▶ WHAT THE EXERCISE ASKS
Determine how many lines in the records that follow hold the string "pixels". Only that number should be returned.

▶ DATA SHOWN

____________________

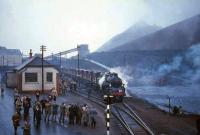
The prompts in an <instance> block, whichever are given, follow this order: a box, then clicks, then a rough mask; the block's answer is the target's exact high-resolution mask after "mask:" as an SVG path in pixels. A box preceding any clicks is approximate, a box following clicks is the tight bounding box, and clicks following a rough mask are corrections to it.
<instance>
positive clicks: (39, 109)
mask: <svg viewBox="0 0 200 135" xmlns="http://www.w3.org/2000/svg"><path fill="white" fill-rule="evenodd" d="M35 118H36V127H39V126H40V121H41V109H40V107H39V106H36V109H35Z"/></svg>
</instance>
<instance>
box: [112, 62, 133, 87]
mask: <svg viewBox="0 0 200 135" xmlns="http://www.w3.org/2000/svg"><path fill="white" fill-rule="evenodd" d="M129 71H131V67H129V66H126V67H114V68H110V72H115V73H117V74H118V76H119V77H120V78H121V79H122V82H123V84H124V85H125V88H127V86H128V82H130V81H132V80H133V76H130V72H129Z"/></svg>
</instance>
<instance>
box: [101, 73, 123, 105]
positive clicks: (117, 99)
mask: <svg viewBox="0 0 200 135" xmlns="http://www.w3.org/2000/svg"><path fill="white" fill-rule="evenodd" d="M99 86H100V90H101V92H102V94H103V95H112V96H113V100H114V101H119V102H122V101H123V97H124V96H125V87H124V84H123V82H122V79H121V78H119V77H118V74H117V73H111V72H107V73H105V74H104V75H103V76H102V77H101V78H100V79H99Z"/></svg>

____________________

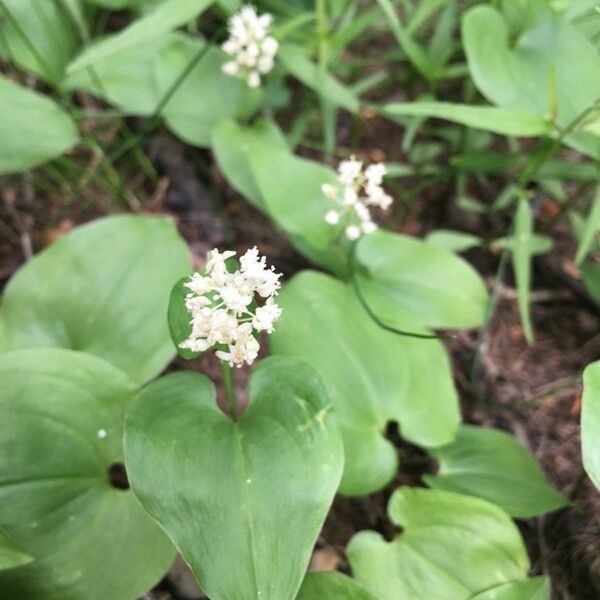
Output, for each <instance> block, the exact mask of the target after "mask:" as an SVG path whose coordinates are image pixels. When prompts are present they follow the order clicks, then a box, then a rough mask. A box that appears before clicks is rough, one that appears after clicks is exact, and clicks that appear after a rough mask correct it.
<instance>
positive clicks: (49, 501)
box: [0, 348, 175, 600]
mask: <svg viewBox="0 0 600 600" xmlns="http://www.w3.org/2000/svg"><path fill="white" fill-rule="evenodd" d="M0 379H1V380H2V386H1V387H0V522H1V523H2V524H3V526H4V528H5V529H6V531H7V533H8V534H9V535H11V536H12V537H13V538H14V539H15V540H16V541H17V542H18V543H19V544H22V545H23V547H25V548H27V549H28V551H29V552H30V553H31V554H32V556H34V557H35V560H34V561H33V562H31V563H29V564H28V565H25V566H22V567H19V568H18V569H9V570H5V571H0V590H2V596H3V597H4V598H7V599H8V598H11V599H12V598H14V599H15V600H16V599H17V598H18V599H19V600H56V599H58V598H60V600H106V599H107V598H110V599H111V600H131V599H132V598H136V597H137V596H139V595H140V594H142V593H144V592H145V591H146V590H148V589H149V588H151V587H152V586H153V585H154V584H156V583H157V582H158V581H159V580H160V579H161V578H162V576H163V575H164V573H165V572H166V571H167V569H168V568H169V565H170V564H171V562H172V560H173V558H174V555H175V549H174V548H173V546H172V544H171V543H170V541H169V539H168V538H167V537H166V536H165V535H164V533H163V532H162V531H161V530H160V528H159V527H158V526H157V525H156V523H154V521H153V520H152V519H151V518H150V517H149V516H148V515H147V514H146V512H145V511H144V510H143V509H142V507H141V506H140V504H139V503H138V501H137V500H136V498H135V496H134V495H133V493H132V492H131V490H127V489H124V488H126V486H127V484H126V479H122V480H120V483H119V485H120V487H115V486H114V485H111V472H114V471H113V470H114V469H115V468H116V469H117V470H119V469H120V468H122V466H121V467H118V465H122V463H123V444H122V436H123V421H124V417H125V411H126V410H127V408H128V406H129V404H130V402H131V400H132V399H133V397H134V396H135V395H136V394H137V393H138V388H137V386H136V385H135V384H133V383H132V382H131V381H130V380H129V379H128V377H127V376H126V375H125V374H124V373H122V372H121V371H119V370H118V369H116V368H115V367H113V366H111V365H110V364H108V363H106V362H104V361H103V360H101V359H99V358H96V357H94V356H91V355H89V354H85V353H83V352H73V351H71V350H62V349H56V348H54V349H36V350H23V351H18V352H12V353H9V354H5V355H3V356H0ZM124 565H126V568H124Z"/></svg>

____________________

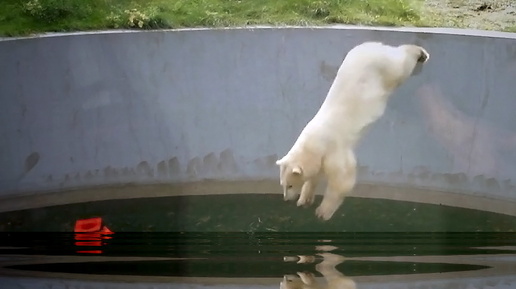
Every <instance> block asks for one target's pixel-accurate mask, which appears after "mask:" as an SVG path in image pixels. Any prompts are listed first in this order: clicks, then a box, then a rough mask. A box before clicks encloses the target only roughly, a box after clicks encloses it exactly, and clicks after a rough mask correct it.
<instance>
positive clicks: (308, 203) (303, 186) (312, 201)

____________________

▶ YOUR SOLUTION
3